Selected excerpt.
Most drivers have high percentages of blood alcohol (ranging from 300-383/100ml), which is far above the accepted level of 2.43/100ml. This is enough to cause motor accidents. Weekends and holidays are the days which drunk drivers abound on the roads a lot.

The sad thing is that the police in this country do not have alcoholmeters to be testing the alcohol level of drivers.

Some drivers when they suffer breakdown on the road refuses to put the right road sign to warn oncoming vehicles. On the Kumasi-Accra and Kumasi-Tamale highways, there are enough incidents of this sort at any point in time to prove this point. The police see this and do nothing about it. Last week in Kumasi as I was driving I saw an articulated truck which had broken down on the middle of the road.

Not only did the car break down on the road; it occurred on a curve; there was no warning sign. A car nearly ran into this abandoned car.

We can also blame the rising accidents on the nature of the roads. In some places pot holes have graduated into gullies or trenches and this poses serious threat to motorists.

When we talk about this we ask of what the Ministry of Roads and Transport and its allied agencies like the Ghana Highway Authority are doing to maintain the roads in the country. People's whose work is to repair and maintain roads in the country are not doing their work but at the end of the month collect their salaries.
Can't the appropriate authorities be charged for derision of duties with regards to the repair and maintenance of the road? In an era where motorist are paying more for the road fund, we should use the money to protect the motorist.

The Motor Traffic and Transport Unit reports that over-speeding is one of the greatest causes of road accidents in the country. Again and again, some recalcitrant drivers ignore the speed limits and over-speed and this can result in an accident.

It might be expensive but I think it would be appropriate if part of the road fund be used to procure speed cameras which could be mounted on some selected road spots. This will reduce the police man hours on the road. Monitoring of these speed cameras can be given a private company to run. Properly prosecuting violators of speed limit in a competent law court would help bring sanity on the highway.

In Europe and North America, speed cameras are all over the road and any driver who ignores the speed limit can always be located and penalized. In Ghana because drivers who over speed or jump the traffic light cannot be identified easily, people do this with impunity.

Poor maintenance of vehicles can also be said to contribute to accidents. Most of the broken cars on the roads are poorly managed. The Ivorian trucks on the roads are the chief culprit here. Someone has said that if a complete diagnostic test were to be run on all vehicles on the road more than 60% of them would be withdrawn from the road and sent to scrap.

Most cars in the country are not road worthy but yet they have road worthy sticker conspicuously glued to their windscreen. Something is wrong in the country which we must fix it.

Data extract.
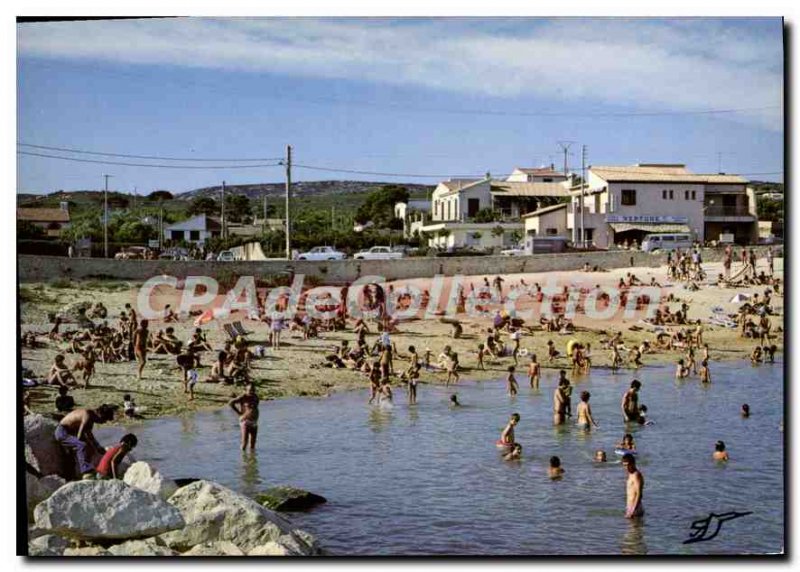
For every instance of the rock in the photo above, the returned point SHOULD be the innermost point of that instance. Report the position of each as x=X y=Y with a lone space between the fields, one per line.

Problems to solve.
1. Rewrite the paragraph of the road-accident piece that begins "Poor maintenance of vehicles" as a short bulleted list, keeping its main facts.
2. Answer these questions from the road-accident piece:
(a) Which two highways are named as places with broken-down vehicles left without warning signs?
(b) According to the Motor Traffic and Transport Unit, what is one of the greatest causes of road accidents in the country?
(c) Who does the writer suggest could be given the job of monitoring speed cameras?
Answer from the road-accident piece alone.

Answers to this exercise.
1.
- Poor vehicle maintenance contributes to accidents.
- Most broken-down cars on the roads are poorly managed.
- Ivorian trucks are the chief culprit.
- Someone has said that if all vehicles on the road underwent a full diagnostic test, more than 60% would be withdrawn and scrapped.

2.
(a) The Kumasi-Accra and Kumasi-Tamale highways.
(b) Over-speeding.
(c) A private company.